**What is being asked**
Update the stretch of the developing apparatus text from "One approach heretofore" through "mounted and demounted." by replacing "screening member" with "shielding member".
## BEGIN Page
As previously discussed, during the operation described above, the toner 38 is transported at a three to seven times higher rate than the photoconductor 16 to contact or impinge on the photoconductor 16. Such a relative speed of the toner 38 and photoconductor 16 causes the toner 38 to scatter inside the machine upon contact with the photoconductor 16. The scattering toner 38 deposited on chargers, an optical system and other portions inside the machine would introduce irregularity in charging and exposure and, thereby, irregularity in image density and background density of a reproduced picture.
Additionally, the toner 38 tends to stick to an electric power source section and mechanical sections such as drive linkages due to the influence of streams of air, resulting in various troubles both electrically and mechanically.
One approach heretofore proposed to solve the problem discussed above is, as shown in FIG. 2, employing a screening member 50 which has a generally L-shaped cross-section and is fixed to the doctor blade 48 in such a manner as to cover the exposed portion of the developing sleeve 34. However, the screening member 50 is incapable of sufficiently preventing the toner 38 from scattering, although easy to mount and demount. In the other example shown in FIG. 3, a screening member 52 is extended toward the photoconductor 16 in order to desirably eliminate scattering of the toner 38. This is not fully acceptable, however, because the screening member 52 has to be attached and detached every time the cassette 14 is mounted and demounted.
Various embodiments of the dry process developing apparatus in accordance with the present invention will be described in detail with reference to FIGS. 4-16. Each of the embodiments is supposed to be used with the photoconductor cassette 14 and cassette mount 10 shown in FIG. 1.
Referring to FIGS. 4 and 5, a developing apparatus embodying the present invention comprises a developing unit 54. The developing unit 54 includes a casing 56 which is made up of a box-shaped upper portion and a funnel-shaped lower portion. A lid 58 openably closes the upper end of the casing 56 so that a toner 60 may be supplied by opening the lid 58. A developing sleeve 62 is positioned in the lower portion of the casing 56 at a suitable spacing from the inner wall of the latter. Disposed above the developing sleeve 62 inside the casing 56 is an agitator 64 adapted to agitate the toner 60. A sensor 66 is mounted in a suitable position on the outer periphery of the casing 56 to sense a varying amount of the toner 60. Side walls 68 of the casing 56 are supported by an elongate rod-like member 70.
The developing sleeve 62 is partly exposed to the outside through an opening 72 which is formed in a lower side surface of the casing 56. Among the edges of the casing 56 which define the opening 72, one which is close to the surface of the sleeve 62 carries a doctor blade 74 therewith. The acutely angled edge of the doctor blade 74 faces the surface of the sleeve 62 at a predetermined spacing therefrom. The doctor blade 74 extends in the lengthwise direction of the sleeve 62. A support member 76 is fastened to the doctor blade 74 by means of a screw mechanism 78 (not shown in FIG. 4).
The support member 76 extends in the lengthwise direction of the doctor blade 74 and has a cross-section which includes a portion parallel to the doctor blade 74, a portion extending from the parallel portion in a hook shape, and a portion extending vertically from the hook-shaped portion. A screening member 80 for preventing the toner 60 from scattering is securely mounted by suitable means on the outer surface of the perpendicularly extending portion of the support member 76, extending along the length of the support member 76. When the cassette 14 shown in FIG. 1 is placed in an operative position from the left as viewed in FIG. 5, the screening member 80 will be located in the gap which develops between the photoconductor 16 and the sleeve 62. The support member 76 is made of aluminum, brass or like non-magnetic metal or resin, while the toner is made of a sufficiently soft material such as rubber, sponge or brush, for example.
## END Page
## BEGIN Data section
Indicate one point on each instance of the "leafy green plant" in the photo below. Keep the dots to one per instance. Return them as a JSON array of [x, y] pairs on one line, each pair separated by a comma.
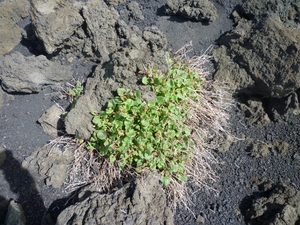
## END Data section
**Solution for this problem**
One approach heretofore proposed to solve the problem discussed above is, as shown in FIG. 2, employing a shielding member 50 which has a generally L-shaped cross-section and is fixed to the doctor blade 48 in such a manner as to cover the exposed portion of the developing sleeve 34. However, the shielding member 50 is incapable of sufficiently preventing the toner 38 from scattering, although easy to mount and demount. In the other example shown in FIG. 3, a shielding member 52 is extended toward the photoconductor 16 in order to desirably eliminate scattering of the toner 38. This is not fully acceptable, however, because the shielding member 52 has to be attached and detached every time the cassette 14 is mounted and demounted.